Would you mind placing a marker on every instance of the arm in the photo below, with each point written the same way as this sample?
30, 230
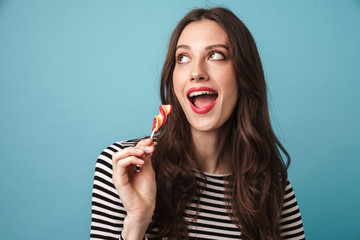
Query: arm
108, 211
291, 226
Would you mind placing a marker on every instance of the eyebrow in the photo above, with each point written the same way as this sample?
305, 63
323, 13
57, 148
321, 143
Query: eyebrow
207, 48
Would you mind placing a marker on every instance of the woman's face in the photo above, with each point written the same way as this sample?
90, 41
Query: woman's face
204, 78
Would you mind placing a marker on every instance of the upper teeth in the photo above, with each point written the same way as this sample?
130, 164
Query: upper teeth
198, 93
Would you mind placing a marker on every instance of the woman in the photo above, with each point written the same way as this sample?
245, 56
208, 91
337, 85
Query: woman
216, 171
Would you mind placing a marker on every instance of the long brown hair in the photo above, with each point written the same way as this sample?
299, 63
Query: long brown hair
259, 173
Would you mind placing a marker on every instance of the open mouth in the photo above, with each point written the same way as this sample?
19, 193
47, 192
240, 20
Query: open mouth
202, 98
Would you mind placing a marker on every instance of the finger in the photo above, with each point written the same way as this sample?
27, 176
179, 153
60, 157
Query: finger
144, 143
147, 145
127, 152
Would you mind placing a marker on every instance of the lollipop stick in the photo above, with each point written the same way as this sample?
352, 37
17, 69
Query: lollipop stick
152, 134
138, 167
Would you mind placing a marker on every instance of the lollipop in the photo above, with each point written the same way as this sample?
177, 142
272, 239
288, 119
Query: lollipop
159, 122
160, 119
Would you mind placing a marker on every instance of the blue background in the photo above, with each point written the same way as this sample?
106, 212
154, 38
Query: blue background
※ ※ ※
What you should do |
Which lines of the records above hold the word "background"? Copy each of them.

Solution for this task |
Would you mind placing a marker on every instance of the blue background in the photo above, with each point written the same way as this sample?
Query: blue background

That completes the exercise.